[INPUT DATA Boundary: Start]

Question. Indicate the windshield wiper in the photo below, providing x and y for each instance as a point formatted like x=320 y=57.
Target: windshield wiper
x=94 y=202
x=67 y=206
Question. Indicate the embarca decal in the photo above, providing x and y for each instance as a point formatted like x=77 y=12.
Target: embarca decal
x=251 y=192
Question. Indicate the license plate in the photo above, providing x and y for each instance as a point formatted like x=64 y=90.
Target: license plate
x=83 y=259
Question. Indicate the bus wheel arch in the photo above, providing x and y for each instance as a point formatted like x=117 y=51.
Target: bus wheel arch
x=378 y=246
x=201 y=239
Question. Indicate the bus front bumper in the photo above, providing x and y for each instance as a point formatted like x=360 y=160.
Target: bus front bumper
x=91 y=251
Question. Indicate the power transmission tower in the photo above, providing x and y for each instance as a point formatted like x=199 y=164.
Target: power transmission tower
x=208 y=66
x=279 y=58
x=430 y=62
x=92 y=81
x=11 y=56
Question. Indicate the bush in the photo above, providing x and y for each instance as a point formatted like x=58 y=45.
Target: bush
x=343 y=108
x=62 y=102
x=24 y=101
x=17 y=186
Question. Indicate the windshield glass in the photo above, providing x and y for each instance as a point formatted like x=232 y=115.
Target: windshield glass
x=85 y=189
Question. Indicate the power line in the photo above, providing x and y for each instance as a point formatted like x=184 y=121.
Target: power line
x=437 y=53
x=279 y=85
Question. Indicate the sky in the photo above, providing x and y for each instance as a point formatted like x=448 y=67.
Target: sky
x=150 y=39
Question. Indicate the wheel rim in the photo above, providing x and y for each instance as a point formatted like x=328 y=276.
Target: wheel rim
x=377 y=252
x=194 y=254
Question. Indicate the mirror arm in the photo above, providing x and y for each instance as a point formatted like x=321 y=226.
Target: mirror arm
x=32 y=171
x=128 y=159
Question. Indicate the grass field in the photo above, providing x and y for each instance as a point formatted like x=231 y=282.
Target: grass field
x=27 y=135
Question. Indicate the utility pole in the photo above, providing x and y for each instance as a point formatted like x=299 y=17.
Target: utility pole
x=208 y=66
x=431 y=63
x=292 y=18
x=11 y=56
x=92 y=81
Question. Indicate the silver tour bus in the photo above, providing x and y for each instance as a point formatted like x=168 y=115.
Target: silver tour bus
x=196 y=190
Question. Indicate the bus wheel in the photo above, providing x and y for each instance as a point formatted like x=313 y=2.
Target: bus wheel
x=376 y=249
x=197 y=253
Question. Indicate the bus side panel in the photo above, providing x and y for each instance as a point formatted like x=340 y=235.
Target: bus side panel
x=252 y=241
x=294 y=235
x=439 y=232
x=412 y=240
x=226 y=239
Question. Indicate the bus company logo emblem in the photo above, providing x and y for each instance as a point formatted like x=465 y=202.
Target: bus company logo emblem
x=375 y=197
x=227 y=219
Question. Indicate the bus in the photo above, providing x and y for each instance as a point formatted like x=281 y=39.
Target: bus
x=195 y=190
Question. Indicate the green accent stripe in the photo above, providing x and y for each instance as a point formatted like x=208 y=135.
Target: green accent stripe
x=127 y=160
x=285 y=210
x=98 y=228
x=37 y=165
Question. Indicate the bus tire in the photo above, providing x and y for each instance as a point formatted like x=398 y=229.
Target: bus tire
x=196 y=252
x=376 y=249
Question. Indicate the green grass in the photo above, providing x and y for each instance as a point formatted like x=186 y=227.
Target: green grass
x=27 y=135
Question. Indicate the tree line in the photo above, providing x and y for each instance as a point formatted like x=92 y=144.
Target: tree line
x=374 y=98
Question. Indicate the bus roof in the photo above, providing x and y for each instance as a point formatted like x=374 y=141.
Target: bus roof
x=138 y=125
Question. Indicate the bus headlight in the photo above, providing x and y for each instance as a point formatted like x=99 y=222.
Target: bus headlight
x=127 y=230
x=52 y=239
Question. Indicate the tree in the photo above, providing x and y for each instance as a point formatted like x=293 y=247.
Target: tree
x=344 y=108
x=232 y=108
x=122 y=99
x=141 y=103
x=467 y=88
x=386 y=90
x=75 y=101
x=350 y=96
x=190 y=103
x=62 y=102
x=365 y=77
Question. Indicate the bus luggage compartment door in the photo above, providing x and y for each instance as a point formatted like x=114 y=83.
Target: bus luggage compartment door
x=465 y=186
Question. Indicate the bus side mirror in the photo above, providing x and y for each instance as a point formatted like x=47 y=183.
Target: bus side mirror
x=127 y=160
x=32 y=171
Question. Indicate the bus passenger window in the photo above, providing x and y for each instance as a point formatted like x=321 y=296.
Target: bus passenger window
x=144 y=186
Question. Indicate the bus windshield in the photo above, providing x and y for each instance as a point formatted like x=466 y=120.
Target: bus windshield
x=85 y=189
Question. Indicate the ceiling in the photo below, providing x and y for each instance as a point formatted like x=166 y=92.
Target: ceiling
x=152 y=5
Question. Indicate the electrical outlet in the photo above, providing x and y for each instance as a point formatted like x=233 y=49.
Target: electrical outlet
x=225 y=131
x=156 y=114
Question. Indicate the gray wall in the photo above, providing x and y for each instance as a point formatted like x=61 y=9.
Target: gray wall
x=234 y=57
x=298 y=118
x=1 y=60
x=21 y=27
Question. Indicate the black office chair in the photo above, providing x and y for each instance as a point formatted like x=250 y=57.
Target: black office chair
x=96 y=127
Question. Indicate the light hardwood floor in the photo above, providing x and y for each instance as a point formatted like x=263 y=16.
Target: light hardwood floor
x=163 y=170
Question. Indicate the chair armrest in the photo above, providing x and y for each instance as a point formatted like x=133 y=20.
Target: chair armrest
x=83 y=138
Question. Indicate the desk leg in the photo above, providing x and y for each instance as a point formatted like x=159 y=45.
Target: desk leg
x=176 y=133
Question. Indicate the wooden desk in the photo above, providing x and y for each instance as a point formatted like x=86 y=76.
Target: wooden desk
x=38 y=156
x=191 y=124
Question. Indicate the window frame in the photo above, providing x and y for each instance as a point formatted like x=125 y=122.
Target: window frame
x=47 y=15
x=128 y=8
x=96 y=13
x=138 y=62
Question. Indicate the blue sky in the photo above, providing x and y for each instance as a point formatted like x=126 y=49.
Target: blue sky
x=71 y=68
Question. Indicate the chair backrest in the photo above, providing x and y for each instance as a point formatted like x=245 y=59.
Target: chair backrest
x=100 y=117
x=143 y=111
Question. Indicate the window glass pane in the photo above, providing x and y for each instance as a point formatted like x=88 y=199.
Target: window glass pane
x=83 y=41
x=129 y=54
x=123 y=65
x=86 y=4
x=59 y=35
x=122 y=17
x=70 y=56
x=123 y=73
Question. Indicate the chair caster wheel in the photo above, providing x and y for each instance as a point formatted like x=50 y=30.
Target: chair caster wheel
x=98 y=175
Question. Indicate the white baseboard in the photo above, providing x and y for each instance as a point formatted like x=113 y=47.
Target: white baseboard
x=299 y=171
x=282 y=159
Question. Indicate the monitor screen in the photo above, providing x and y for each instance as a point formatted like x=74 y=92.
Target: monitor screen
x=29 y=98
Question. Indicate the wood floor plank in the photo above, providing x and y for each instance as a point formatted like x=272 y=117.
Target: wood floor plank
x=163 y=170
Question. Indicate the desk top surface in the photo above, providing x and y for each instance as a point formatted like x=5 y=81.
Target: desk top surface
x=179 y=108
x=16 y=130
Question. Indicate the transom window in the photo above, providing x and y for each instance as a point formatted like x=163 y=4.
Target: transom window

[INPUT DATA Boundary: End]

For every entry in the records above, write an exact copy.

Question. Indicate the windshield wiper in the photo below, providing x and y for each instance as a point formatted like x=320 y=57.
Target: windshield wiper
x=94 y=202
x=67 y=206
Question. Indicate the embarca decal in the photo above, providing x and y for each instance as a point formatted like x=77 y=12.
Target: embarca decal
x=251 y=192
Question. Indicate the license plate in the photo above, providing x and y for each instance as a point formatted like x=64 y=90.
Target: license plate
x=83 y=259
Question. Indicate the bus wheel arch in the photo above, providing x and y for each instance as a point formatted like x=117 y=51.
Target: bus wheel arch
x=378 y=246
x=201 y=239
Question. Indicate the bus front bumper in the photo above, providing x and y for each instance as a point formatted like x=360 y=160.
Target: bus front bumper
x=91 y=251
Question. Indicate the power transmission tower in the photo above, providing x and y for each instance as a point formatted like x=199 y=164.
Target: power transmission tower
x=208 y=66
x=279 y=58
x=430 y=62
x=92 y=81
x=11 y=56
Question. Indicate the bush in the photo above, providing x and y for each instance as a point formatted like x=58 y=45.
Target: bush
x=343 y=108
x=62 y=102
x=24 y=101
x=17 y=186
Question. Indicate the windshield glass in the photo above, providing x and y for each instance as a point formatted like x=232 y=115.
Target: windshield glass
x=85 y=189
Question. Indicate the power line in the photo above, providing x and y for each instance as a point formatted like x=184 y=121.
Target: power line
x=437 y=53
x=279 y=85
Question. Indicate the sky in the photo above, providing x and y for each instance as a point formatted like x=448 y=67.
Target: sky
x=150 y=39
Question. Indicate the wheel rim in the photo above, providing x and y for each instance as a point formatted like x=328 y=276.
Target: wheel rim
x=377 y=252
x=194 y=254
Question. Indicate the mirror arm in the photo above, providing x and y for each instance as a point formatted like x=321 y=226.
Target: mirror arm
x=32 y=171
x=128 y=159
Question. Indicate the grass field in the photo above, providing x and y for each instance as a point formatted like x=231 y=282.
Target: grass field
x=27 y=135
Question. Indicate the utility pole in the photo above, providing x and y for each instance as a point formatted like x=299 y=17.
Target: utility pole
x=208 y=66
x=431 y=63
x=292 y=18
x=11 y=56
x=92 y=81
Question. Indicate the silver tour bus in the photo above, providing x and y for each instance as a point formatted like x=168 y=115.
Target: silver tour bus
x=196 y=190
Question. Indicate the bus wheel in the photo above, providing x and y for each instance as a point formatted like x=313 y=2.
Target: bus wheel
x=376 y=249
x=197 y=253
Question. Indicate the bus side panel in the photo above, providing x and y for each instance as a point formatted like x=340 y=235.
Target: bus side panel
x=252 y=241
x=294 y=235
x=439 y=232
x=412 y=240
x=226 y=239
Question. Indicate the bus company logo emblem in the photo above, providing x and y for each instance as a point formatted like x=465 y=202.
Target: bus company logo emblem
x=375 y=197
x=227 y=219
Question. Indicate the bus in the photo above, providing x and y for each instance as a point formatted like x=281 y=39.
Target: bus
x=195 y=190
Question. Indicate the green accent stripe in the photo above, providing x and y for each instance as a point formatted like x=208 y=135.
Target: green accent stripe
x=127 y=160
x=285 y=210
x=98 y=228
x=37 y=165
Question. Indicate the bus tire in the photo above, providing x and y for each instance as a point formatted like x=398 y=229.
Target: bus tire
x=196 y=252
x=376 y=249
Question. Indicate the green grass in the photo above, providing x and y for each instance as a point formatted like x=186 y=227.
Target: green grass
x=27 y=135
Question. Indicate the tree line in the photo above, providing x and y for each instance as a point formatted like x=92 y=144.
Target: tree line
x=374 y=98
Question. Indicate the bus roof in the photo above, providing x and y for each instance as a point formatted like x=374 y=141.
Target: bus roof
x=138 y=125
Question. Indicate the bus headlight in the photo above, providing x and y for each instance as a point formatted like x=99 y=222.
Target: bus headlight
x=127 y=230
x=52 y=239
Question. Indicate the tree in the photo above, providing x and y for each instance as a point formatted like x=293 y=247.
Target: tree
x=344 y=108
x=232 y=108
x=122 y=99
x=141 y=103
x=467 y=88
x=386 y=90
x=75 y=101
x=350 y=96
x=190 y=103
x=62 y=102
x=365 y=77
Question. Indicate the bus luggage compartment door in the photo above, providing x and y for each instance as a point formatted like x=114 y=83.
Target: bus luggage compartment door
x=465 y=186
Question. Indicate the bus side mirror in the photo above, providing x and y for each instance as a point formatted like x=47 y=183.
Target: bus side mirror
x=127 y=160
x=32 y=171
Question. Indicate the bus passenger window in the photo above, providing x and y for each instance as a point formatted like x=321 y=296.
Target: bus passenger window
x=144 y=186
Question. Indicate the bus windshield in the photo above, providing x and y for each instance as a point formatted like x=466 y=120.
Target: bus windshield
x=85 y=189
Question. Indicate the ceiling in the photo below, providing x and y for each instance as a point formatted like x=166 y=92.
Target: ceiling
x=152 y=5
Question. Indicate the electrical outlet in the photo above, providing x and y for each instance as a point formatted like x=233 y=49.
Target: electrical outlet
x=225 y=131
x=156 y=114
Question. Indicate the gray wall in the photo above, providing x and y for each instance as a point formatted like x=61 y=9.
Target: gray wall
x=234 y=57
x=298 y=118
x=1 y=60
x=21 y=27
Question. Indicate the black office chair in the photo above, providing x and y for each instance as a point formatted like x=250 y=57.
Target: black office chair
x=96 y=127
Question. Indicate the light hardwood floor in the photo above, providing x and y for each instance as a point formatted like x=263 y=16.
Target: light hardwood floor
x=163 y=170
Question. Indicate the chair armrest in the photo above, providing x and y for each instance as a point formatted like x=133 y=20.
Target: chair armrest
x=83 y=138
Question. Indicate the desk leg in the photo above, providing x and y for each instance as a point formatted like x=159 y=45.
Target: desk leg
x=176 y=133
Question. Indicate the wooden desk in the photo above, providing x and y for each instance as a point formatted like x=86 y=76.
Target: wooden desk
x=38 y=156
x=191 y=124
Question. Indicate the window frame in the photo above, providing x and y for each instance as a point formatted like x=125 y=122.
Target: window frame
x=47 y=15
x=128 y=8
x=96 y=13
x=138 y=62
Question. Indicate the blue sky in the photo above, providing x and y for each instance as a point formatted like x=126 y=49.
Target: blue sky
x=71 y=68
Question. Indicate the chair backrest in the photo above, providing x and y for each instance as a point formatted like x=245 y=59.
Target: chair backrest
x=100 y=117
x=143 y=111
Question. Indicate the window glass pane in the photo above, providing x and y for each instance as a point formatted like x=88 y=199.
Target: window glass pane
x=83 y=41
x=129 y=54
x=123 y=65
x=86 y=4
x=59 y=35
x=122 y=17
x=70 y=56
x=123 y=73
Question. Indicate the chair caster wheel in the photo above, providing x and y for each instance as a point formatted like x=50 y=30.
Target: chair caster wheel
x=98 y=175
Question. Indicate the white baseboard in the photo above, providing x and y for each instance as a point formatted like x=113 y=47.
Target: white baseboard
x=299 y=171
x=282 y=159
Question. Indicate the monitor screen in the photo above, providing x and y for each instance as a point formatted like x=74 y=92.
Target: monitor screen
x=29 y=98
Question. Indicate the wood floor plank in the photo above, providing x and y for each instance as a point formatted like x=272 y=117.
Target: wood floor plank
x=163 y=170
Question. Indicate the desk top surface in the photo above, providing x and y for each instance as a point formatted like x=5 y=81.
Target: desk top surface
x=179 y=108
x=16 y=130
Question. Indicate the transom window in the photo above, providing x and y for each instance as a point formatted like x=163 y=4.
Target: transom window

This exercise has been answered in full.